───── Data records

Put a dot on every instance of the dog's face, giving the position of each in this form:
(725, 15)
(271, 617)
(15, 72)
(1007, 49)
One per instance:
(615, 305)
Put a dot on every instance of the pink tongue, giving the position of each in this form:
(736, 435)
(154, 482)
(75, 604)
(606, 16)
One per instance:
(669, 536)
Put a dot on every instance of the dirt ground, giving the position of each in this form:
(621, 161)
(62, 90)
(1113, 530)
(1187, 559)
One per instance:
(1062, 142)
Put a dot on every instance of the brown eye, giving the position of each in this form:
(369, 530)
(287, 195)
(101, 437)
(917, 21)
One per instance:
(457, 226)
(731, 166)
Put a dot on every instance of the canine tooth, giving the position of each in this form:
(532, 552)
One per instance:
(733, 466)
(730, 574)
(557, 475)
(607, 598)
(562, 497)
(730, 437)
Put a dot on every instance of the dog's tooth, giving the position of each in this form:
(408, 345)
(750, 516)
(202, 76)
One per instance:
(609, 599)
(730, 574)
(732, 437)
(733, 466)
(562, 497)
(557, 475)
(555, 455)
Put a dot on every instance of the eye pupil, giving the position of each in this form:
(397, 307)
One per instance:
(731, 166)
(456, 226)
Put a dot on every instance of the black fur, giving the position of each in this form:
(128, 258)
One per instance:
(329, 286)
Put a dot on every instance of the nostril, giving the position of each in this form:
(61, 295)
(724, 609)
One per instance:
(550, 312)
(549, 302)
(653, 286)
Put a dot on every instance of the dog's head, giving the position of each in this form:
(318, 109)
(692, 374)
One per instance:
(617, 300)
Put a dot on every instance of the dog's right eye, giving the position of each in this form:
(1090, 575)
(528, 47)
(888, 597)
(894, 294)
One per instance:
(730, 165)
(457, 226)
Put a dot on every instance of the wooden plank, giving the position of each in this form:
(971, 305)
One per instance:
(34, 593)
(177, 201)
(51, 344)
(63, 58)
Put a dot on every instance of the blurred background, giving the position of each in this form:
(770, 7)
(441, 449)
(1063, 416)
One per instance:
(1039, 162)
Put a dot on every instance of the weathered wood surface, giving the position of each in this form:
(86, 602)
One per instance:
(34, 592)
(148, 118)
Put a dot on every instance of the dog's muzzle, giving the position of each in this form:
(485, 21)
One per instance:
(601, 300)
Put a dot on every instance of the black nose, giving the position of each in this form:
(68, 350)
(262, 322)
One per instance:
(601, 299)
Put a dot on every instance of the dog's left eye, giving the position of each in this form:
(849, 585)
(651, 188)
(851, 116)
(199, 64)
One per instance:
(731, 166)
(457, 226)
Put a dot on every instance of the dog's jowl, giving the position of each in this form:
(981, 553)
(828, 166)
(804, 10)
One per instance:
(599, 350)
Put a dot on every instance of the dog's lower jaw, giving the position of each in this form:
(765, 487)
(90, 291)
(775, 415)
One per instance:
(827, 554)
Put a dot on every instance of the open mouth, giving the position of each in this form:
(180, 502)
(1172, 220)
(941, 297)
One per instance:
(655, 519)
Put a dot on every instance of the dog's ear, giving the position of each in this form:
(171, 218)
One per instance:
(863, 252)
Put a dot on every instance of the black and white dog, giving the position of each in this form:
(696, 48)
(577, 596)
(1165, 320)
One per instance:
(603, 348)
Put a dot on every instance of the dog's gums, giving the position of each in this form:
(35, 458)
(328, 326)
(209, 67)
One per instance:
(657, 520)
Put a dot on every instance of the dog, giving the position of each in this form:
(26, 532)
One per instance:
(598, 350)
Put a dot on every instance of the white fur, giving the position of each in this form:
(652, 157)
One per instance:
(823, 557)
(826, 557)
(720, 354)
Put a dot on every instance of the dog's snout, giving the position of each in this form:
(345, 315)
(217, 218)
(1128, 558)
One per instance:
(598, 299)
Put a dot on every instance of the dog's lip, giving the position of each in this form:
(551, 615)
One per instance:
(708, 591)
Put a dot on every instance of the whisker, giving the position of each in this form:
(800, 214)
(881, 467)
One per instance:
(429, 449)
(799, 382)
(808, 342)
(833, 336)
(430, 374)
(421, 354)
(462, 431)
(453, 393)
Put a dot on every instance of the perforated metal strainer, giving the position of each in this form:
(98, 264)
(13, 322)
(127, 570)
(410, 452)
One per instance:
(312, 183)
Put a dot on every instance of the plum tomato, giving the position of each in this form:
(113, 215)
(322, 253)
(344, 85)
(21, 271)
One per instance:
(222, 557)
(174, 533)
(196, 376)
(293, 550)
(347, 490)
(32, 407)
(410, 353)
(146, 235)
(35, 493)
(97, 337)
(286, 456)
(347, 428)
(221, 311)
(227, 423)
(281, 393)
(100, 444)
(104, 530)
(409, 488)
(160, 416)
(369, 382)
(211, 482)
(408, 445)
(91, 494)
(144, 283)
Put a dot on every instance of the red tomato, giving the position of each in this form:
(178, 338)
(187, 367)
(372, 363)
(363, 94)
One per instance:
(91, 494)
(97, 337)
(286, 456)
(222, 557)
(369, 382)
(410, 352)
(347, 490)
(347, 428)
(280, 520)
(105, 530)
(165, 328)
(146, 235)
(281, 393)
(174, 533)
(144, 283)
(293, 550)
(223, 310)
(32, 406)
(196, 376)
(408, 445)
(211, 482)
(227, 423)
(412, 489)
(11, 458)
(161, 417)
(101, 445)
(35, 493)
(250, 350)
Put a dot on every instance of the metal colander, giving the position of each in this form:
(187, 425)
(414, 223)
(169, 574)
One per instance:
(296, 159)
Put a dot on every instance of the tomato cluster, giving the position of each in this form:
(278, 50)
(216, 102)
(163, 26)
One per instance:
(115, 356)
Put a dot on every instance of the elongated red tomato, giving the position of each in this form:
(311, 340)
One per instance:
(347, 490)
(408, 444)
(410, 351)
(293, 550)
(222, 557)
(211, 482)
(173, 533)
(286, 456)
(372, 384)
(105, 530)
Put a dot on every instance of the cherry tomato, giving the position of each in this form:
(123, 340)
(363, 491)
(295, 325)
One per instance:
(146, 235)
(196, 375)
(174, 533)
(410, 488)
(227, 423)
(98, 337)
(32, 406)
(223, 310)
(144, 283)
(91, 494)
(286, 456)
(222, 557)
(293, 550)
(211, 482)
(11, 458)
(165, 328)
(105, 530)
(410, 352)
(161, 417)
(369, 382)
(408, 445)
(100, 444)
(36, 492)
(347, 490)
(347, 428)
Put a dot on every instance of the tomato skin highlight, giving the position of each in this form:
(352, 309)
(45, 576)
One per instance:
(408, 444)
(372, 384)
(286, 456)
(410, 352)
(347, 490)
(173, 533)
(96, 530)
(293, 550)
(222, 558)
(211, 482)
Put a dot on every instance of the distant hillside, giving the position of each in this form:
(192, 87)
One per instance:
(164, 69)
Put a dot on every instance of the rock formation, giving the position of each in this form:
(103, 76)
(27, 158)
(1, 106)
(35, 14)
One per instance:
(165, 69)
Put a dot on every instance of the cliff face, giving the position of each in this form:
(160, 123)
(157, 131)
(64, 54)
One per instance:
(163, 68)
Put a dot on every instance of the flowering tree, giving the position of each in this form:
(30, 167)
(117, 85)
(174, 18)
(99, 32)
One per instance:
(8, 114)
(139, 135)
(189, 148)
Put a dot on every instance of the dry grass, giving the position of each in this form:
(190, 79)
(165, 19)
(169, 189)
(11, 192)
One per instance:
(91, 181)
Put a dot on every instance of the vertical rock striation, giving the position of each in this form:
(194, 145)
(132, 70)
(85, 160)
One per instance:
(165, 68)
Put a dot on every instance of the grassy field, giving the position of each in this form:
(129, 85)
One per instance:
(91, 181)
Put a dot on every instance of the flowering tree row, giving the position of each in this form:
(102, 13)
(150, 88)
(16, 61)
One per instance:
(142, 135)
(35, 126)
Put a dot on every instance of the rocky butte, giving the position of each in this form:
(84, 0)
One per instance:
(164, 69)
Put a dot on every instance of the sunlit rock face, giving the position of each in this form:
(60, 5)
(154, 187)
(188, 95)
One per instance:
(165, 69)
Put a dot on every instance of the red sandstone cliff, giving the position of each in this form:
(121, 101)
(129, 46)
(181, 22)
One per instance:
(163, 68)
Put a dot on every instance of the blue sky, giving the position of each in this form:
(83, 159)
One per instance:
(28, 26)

──────────
───── Data records

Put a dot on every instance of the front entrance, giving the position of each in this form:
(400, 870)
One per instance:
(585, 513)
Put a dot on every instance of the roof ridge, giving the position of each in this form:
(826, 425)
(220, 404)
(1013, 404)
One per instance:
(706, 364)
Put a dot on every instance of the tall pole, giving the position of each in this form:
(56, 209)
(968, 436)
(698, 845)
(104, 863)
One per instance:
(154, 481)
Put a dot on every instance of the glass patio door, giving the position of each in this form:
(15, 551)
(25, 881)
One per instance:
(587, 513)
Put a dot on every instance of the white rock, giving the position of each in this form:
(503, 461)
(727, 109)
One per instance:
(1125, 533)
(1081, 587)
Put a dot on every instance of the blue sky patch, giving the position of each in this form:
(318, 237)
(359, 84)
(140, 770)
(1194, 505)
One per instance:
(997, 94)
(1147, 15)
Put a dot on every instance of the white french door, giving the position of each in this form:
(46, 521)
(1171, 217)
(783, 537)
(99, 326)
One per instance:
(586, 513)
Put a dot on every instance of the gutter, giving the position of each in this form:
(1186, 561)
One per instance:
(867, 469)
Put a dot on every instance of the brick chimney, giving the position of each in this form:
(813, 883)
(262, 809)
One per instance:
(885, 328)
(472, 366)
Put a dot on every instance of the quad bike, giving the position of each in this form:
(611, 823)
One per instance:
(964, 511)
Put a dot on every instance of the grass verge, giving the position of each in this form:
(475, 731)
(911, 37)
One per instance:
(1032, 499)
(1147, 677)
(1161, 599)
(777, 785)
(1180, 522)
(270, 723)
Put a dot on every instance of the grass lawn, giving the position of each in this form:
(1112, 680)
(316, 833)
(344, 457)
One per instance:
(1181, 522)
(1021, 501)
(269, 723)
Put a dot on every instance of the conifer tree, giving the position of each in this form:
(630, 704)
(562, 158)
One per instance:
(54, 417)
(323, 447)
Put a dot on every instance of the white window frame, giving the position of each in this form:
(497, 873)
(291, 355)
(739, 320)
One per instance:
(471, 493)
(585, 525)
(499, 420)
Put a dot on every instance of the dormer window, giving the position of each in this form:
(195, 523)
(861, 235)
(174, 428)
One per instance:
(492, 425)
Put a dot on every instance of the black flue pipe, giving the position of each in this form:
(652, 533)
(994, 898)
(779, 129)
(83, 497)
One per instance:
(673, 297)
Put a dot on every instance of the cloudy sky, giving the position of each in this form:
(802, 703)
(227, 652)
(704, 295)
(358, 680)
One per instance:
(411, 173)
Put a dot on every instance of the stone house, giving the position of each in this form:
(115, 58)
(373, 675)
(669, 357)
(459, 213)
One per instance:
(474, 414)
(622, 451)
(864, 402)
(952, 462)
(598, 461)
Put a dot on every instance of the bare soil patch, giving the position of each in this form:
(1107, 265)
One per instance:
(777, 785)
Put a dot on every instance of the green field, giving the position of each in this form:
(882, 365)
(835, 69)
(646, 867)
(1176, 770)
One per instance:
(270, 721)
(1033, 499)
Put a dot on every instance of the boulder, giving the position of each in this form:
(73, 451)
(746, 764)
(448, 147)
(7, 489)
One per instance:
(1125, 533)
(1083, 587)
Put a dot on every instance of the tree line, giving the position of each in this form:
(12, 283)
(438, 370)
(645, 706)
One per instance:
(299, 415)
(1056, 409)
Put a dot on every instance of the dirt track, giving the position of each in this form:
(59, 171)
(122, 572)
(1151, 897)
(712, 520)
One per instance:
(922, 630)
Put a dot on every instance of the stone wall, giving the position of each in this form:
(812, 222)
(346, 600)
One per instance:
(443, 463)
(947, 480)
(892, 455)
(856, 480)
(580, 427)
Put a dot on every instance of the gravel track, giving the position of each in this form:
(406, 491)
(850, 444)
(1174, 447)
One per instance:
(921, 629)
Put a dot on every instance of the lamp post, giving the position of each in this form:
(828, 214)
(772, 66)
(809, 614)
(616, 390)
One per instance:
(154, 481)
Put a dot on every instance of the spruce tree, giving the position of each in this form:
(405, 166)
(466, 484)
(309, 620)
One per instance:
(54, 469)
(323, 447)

──────────

#### [Work to do]
Count the lines in the items above that contain the word "blue" and give only that number.

#### [Solved problem]
2